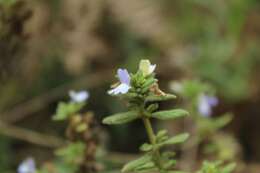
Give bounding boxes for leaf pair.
[103,109,188,125]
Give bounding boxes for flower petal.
[149,64,156,74]
[108,83,131,95]
[69,90,89,103]
[198,94,214,117]
[18,158,36,173]
[198,98,211,117]
[117,69,131,85]
[206,96,218,106]
[139,59,156,76]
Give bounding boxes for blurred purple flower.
[108,69,131,95]
[198,94,218,117]
[18,158,36,173]
[69,90,89,103]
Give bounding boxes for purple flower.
[198,94,218,117]
[18,158,36,173]
[108,69,131,95]
[69,90,89,103]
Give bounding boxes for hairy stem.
[142,117,163,171]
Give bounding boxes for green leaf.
[213,114,233,130]
[163,160,177,170]
[222,163,236,173]
[157,133,189,148]
[156,130,169,143]
[53,102,85,121]
[145,94,176,102]
[140,143,153,152]
[151,109,189,120]
[146,103,159,113]
[141,78,157,92]
[134,161,156,172]
[122,154,152,173]
[102,111,139,125]
[55,142,85,164]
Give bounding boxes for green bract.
[103,59,189,173]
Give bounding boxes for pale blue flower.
[108,69,131,95]
[18,158,36,173]
[69,90,89,103]
[198,94,218,117]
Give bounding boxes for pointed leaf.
[222,163,236,173]
[140,143,153,152]
[122,154,152,173]
[157,133,189,148]
[134,161,156,172]
[146,94,176,102]
[102,111,139,125]
[151,109,188,120]
[213,114,233,130]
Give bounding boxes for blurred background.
[0,0,260,172]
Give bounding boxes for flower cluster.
[108,60,156,95]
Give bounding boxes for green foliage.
[145,94,176,102]
[103,60,189,173]
[197,114,233,138]
[122,154,153,173]
[172,0,257,102]
[55,142,85,164]
[53,102,85,121]
[196,161,236,173]
[151,109,189,120]
[0,0,17,6]
[102,111,139,125]
[171,79,238,165]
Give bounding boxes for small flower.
[69,90,89,103]
[108,68,131,95]
[139,59,156,76]
[198,94,218,117]
[18,158,36,173]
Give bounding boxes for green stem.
[142,117,163,170]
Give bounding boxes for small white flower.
[69,90,89,103]
[198,94,218,117]
[139,59,156,76]
[18,158,36,173]
[108,69,131,95]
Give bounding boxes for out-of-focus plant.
[50,90,100,173]
[103,59,189,173]
[165,0,259,102]
[196,161,236,173]
[17,90,101,173]
[170,80,239,163]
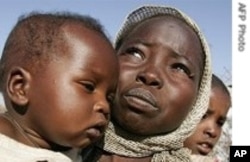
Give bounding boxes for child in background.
[184,74,231,161]
[211,107,231,162]
[0,12,118,161]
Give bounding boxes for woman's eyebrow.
[125,38,154,46]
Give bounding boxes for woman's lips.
[124,88,158,112]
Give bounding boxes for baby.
[0,12,118,161]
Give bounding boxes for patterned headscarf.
[102,5,212,162]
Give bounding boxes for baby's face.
[184,87,230,155]
[27,24,118,149]
[112,16,204,136]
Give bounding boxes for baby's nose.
[94,98,110,119]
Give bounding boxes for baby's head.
[184,74,231,155]
[0,12,118,149]
[111,6,211,138]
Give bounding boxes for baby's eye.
[172,63,191,76]
[81,82,95,92]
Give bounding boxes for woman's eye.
[131,52,142,59]
[82,82,95,92]
[125,47,143,59]
[172,63,191,76]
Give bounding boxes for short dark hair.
[0,11,110,91]
[212,74,231,101]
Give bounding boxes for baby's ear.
[7,67,31,106]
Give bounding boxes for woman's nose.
[136,68,163,89]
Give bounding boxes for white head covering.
[103,5,212,162]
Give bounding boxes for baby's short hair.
[0,12,110,91]
[212,74,231,100]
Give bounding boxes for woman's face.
[112,16,204,136]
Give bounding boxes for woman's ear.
[7,67,31,106]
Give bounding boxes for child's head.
[0,12,118,149]
[184,74,231,155]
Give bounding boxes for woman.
[83,5,212,162]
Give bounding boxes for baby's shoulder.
[0,105,6,113]
[0,114,16,138]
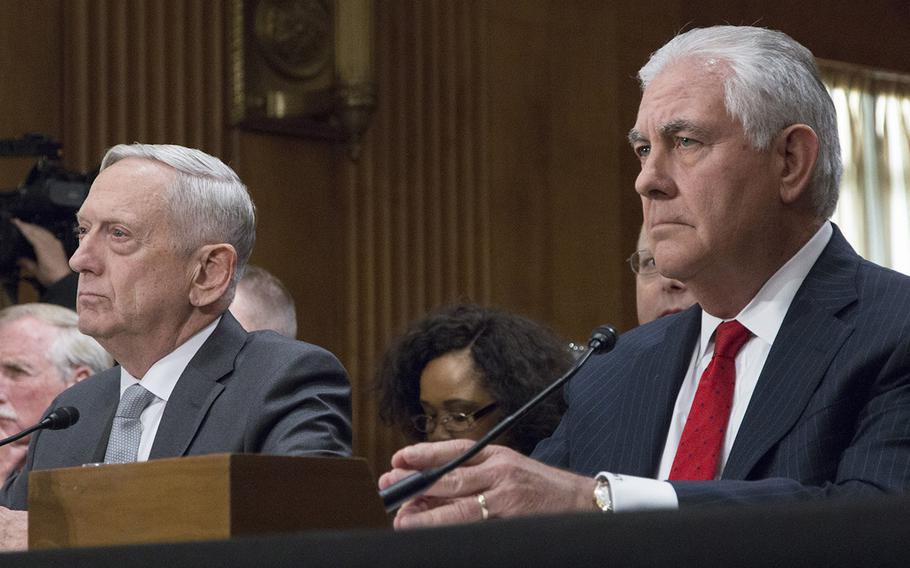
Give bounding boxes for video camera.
[0,134,95,277]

+ + + + + + +

## DESCRIPTION OF THE TASK
Could you give all of the data again exactly as written, omitting any pictures?

## SOLUTION
Give bounding boxes for leaf pair.
[103,109,188,125]
Give bounding boxes for flower petal.
[149,64,156,74]
[108,83,131,95]
[69,90,89,103]
[198,94,214,117]
[18,158,36,173]
[198,98,211,117]
[117,69,131,85]
[206,96,218,106]
[139,59,156,76]
Give bounding boxes for blurred purple flower.
[108,69,131,95]
[198,94,218,117]
[18,158,36,173]
[69,90,89,103]
Give bounding boxes for purple flower.
[198,94,218,117]
[18,158,36,173]
[108,69,131,95]
[69,90,89,103]
Give bounding boxes for hairy stem.
[142,117,163,171]
Give bounding boxes for green leaf.
[213,114,233,130]
[163,160,177,170]
[222,163,236,173]
[157,133,189,148]
[156,130,169,143]
[53,102,85,121]
[145,94,176,102]
[140,143,153,152]
[151,109,189,120]
[146,103,159,113]
[141,78,157,92]
[134,161,156,172]
[122,154,152,173]
[102,111,139,125]
[55,142,85,164]
Give bounding boxes for green bract.
[103,59,189,173]
Give bounding boxes for pale blue flower.
[108,69,131,95]
[18,158,36,173]
[69,90,89,103]
[198,94,218,117]
Give bounding boxes for pointed leaf.
[222,163,236,173]
[140,143,153,152]
[122,154,152,173]
[157,133,189,148]
[134,161,156,172]
[146,94,176,102]
[102,111,139,125]
[151,109,188,120]
[213,114,233,130]
Give bounding boxes for blurred background.
[0,0,260,172]
Give bounding boxes for flower cluster.
[108,60,156,95]
Give bounding boxes for green foliage.
[145,94,176,102]
[103,60,189,173]
[197,114,233,138]
[122,154,153,173]
[172,0,257,102]
[55,142,85,164]
[53,102,85,121]
[196,161,236,173]
[151,109,189,120]
[0,0,17,6]
[102,111,139,125]
[171,79,238,165]
Give bounding boxes for small flower.
[69,90,89,103]
[108,68,131,95]
[139,59,156,76]
[198,94,218,117]
[18,158,36,173]
Give bounding boxes for green stem.
[142,117,163,170]
Give bounding boxes for small white flower.
[69,90,89,103]
[198,94,218,117]
[139,59,156,76]
[18,158,36,173]
[108,69,131,95]
Give bounding boxes for out-of-focus plant.
[50,90,100,173]
[103,59,189,173]
[165,0,259,102]
[196,161,236,173]
[17,90,101,173]
[170,80,239,163]
Give bounding boxes for child in background.
[184,74,231,161]
[211,107,231,162]
[0,12,118,161]
Give bounding boxes for woman's eyebrow.
[125,38,154,46]
Give bounding boxes for woman's lips.
[124,88,158,112]
Give bounding boxes for baby.
[0,12,118,161]
Give bounding boxes for patterned headscarf.
[102,5,212,162]
Give bounding boxes for baby's face.
[184,87,230,155]
[27,24,118,149]
[112,16,204,136]
Give bounding boxes for baby's nose.
[94,98,110,119]
Give bounding boxes for baby's head.
[184,74,231,155]
[0,12,118,149]
[111,6,211,138]
Give bounding boxes for baby's eye.
[172,63,191,76]
[81,82,95,92]
Give bounding boxes for woman's eye.
[131,52,142,59]
[82,82,95,92]
[125,47,143,59]
[172,63,191,76]
Give bounding boxes for short dark hair.
[0,11,110,91]
[212,74,231,101]
Give bounding boxes for baby's ear.
[7,67,31,106]
Give bounding boxes for woman's nose.
[136,68,163,89]
Give bounding boxes for white head covering.
[103,5,212,162]
Give bounding boxes for baby's short hair.
[0,12,110,91]
[212,74,231,100]
Give bounding boxes for woman's face.
[112,16,204,136]
Give bounding boxes for woman's ear.
[7,67,31,106]
Give bounding boxes for child's head.
[0,12,118,149]
[184,74,231,155]
Give bounding boxes for woman.
[83,5,212,162]
Give bounding boxes for baby's shoulder.
[0,105,6,113]
[0,114,16,138]
Give bounding boxes for video camera.
[0,134,95,277]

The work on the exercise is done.